------ Dataset entries ------
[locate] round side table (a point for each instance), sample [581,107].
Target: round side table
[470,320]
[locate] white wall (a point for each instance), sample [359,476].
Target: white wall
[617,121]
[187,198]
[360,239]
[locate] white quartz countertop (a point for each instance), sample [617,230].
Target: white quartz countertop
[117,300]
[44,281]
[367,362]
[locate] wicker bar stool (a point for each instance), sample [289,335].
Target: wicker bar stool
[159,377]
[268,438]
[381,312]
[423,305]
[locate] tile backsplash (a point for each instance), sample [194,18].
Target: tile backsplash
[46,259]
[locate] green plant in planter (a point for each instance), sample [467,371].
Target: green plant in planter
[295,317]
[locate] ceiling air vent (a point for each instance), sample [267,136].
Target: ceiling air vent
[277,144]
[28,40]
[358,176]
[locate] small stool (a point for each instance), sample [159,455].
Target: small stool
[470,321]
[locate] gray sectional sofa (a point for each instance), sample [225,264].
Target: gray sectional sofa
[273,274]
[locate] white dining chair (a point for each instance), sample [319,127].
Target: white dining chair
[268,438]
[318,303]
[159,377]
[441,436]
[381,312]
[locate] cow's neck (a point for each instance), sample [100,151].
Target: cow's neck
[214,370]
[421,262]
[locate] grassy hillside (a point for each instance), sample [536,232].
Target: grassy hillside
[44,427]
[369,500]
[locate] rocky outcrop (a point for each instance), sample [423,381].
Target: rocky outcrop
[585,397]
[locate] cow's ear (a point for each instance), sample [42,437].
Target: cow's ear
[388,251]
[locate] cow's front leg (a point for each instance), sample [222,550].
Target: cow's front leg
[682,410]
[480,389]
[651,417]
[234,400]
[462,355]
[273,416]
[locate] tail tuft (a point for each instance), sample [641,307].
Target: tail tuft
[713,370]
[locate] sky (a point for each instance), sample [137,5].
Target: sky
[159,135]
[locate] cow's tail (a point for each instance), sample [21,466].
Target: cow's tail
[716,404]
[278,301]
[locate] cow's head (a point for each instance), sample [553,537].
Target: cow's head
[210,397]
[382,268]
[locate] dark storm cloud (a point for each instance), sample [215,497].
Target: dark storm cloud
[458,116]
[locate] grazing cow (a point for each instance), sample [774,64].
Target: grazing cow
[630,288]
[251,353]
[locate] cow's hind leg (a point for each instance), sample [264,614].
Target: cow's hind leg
------
--- Task goal ---
Could you repeat exactly the lines above from the line with "[locate] cow's tail" up to and including the line with "[locate] dark storm", and only those?

--- Task answer ---
[locate] cow's tail (a point for each instance), sample [21,466].
Target: cow's tail
[716,404]
[278,301]
[locate] cow's head (a point for each instance), sample [553,537].
Target: cow's head
[210,397]
[382,268]
[locate] dark storm cloud (a point for each instance), sample [215,497].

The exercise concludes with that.